Supplied passage »
- Opening Delimiter -

The Plot Behind China’s Suppression of Uyghurs in Xinjiang

Chinese policemen push Uyghur women protesting on the streets of Urumqi, the capital of Xinjiang, China on July 7, 2009. (Guang Niu/Getty Images)

 

By Annie Wu, Epoch Times
January 3, 2018 

UK Uighur Association representative and former medical surgeon Enver Tohti recently sat down with The Epoch Times to break down misconceptions about protests and riots that have happened in recent years in Xinjiang.

The Chinese regime has labeled Uyghur ethnic people a terror threat to justify their severe suppression and surveillance of Xinjiang, a region in northwestern China where many Uyghurs reside. The regime has banned students from speaking Uyghur in schools, persecuted their religion—most are Muslim—burned their religious books, and most recently held them at detention camps.

Violent incidents have become justifications for the Chinese regime to incite ethnic tension between Uyghurs, an ethnic minority, and local Han Chinese, who make up the majority.

The most infamous, and deadly event in recent history was the July 5, 2009 riots in Urumqi, which resulted in at least 197 deaths. To this day, it’s unclear what or who prompted the protesters—who initially gathered to rally for Uyghur migrant workers who were killed in a factory dispute in Guangdong Province—to become violent. The Chinese regime’s official explanation is that Uyghurs were motivated by a separatist desire to establish an independent state.

- Closing Delimiter -

Work instruction 1 »
Answer these from the Xinjiang article:
(a) Which photographer and agency are credited for the image of the Urumqi protest?
(b) Besides being a former medical surgeon, what role does Enver Tohti hold?
(c) How many deaths did the July 5, 2009 riots in Urumqi result in?
Work instruction 2 » Continue the article on the suppression of Uyghurs in Xinjiang, starting after its last sentence.

Data for review »

- Opening Delimiter -

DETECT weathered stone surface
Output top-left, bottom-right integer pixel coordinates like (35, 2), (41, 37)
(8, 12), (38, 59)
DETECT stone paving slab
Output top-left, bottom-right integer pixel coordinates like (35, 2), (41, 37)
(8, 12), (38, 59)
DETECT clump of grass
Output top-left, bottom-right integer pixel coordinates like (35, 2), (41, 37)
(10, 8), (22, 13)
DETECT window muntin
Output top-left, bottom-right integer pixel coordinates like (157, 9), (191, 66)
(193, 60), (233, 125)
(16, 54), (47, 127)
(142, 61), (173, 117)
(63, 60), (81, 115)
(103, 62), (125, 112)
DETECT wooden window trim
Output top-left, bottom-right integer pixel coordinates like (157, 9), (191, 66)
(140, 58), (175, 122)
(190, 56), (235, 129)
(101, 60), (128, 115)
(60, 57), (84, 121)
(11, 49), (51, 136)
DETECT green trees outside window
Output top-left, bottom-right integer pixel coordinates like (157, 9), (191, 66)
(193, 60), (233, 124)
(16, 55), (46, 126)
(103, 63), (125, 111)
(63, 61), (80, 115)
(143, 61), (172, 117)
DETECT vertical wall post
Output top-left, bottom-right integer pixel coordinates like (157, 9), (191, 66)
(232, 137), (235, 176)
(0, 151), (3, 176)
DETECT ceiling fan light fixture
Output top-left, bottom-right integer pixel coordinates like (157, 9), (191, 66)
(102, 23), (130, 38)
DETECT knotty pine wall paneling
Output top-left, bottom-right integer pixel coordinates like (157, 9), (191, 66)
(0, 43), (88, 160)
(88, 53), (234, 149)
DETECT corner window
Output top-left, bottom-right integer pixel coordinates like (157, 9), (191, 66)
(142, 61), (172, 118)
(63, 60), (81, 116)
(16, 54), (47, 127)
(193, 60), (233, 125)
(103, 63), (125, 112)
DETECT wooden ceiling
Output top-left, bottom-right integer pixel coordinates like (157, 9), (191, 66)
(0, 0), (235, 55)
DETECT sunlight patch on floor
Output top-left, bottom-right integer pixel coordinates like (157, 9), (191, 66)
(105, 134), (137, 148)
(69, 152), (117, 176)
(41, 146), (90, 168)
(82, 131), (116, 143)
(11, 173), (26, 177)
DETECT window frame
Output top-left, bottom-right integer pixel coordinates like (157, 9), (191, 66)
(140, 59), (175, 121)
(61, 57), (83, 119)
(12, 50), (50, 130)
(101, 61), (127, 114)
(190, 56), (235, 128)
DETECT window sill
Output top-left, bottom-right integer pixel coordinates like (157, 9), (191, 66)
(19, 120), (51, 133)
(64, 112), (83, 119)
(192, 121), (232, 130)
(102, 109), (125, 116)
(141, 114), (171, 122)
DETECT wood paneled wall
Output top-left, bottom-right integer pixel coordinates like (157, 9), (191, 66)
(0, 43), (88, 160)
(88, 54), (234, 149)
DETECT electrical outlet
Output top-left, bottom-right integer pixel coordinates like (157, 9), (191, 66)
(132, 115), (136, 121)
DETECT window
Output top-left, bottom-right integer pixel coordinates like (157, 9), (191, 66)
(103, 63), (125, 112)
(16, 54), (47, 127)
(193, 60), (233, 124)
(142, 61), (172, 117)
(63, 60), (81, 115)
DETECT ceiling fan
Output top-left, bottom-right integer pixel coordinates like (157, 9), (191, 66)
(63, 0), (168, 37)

- Closing Delimiter -

Answer box 1 »
(a) Guang Niu/Getty Images
(b) UK Uighur Association representative
(c) At least 197

Answer box 2 »
But Tohti said after he spent years investigating the incident with his friend in southern Xinjiang, he discovered that ten days before July 5, a local television station aired a commercial released by the Urumqi local authorities: a recruitment notice for southern Xinjiang residents to visit a job fair to be held in Urumqi.It was estimated that around 30,000 southern Xinjiang residents arrived in the city in the week leading up to the protest. But it turned out, no job fair was held.

Tohti believes the commercial indicates the Urumqi authorities had plotted the entire incident—to bring lots of Uyghurs into the city, then foment disgruntled feelings among them and incite them into protesting violently.

He said the Chinese regime had done something similar just two years prior. In 2007, Chinese authorities claimed they raided a training camp for a East Turkestan terror organization. The location of the camp was in fact a small coal mine that local Uyghurs began extracting after local government gave up on the project. When the government wanted a stake in profits, the two sides came into conflict. One police officer died when an explosive at the mine went off.

“It is a trap that the Chinese Communist Party has set up,” Tohti said.


Decades of the regime’s surveillance has also made Uyghurs extremely dissatisfied with the authorities. Tohti explained how the Party’s local neighborhood committee encourages Uyghurs to spy on each other and report information to police, who are compensated with a cash reward.

Shiu Wen-tang, researcher at the Taiwan-based Academia Sinica Institute of Modern History, noted that Uyghurs in Xinjiang are incapable of plotting a major incident, as the Chinese regime has kept such tight control over all aspects of their lives that such coordination would be extremely difficult.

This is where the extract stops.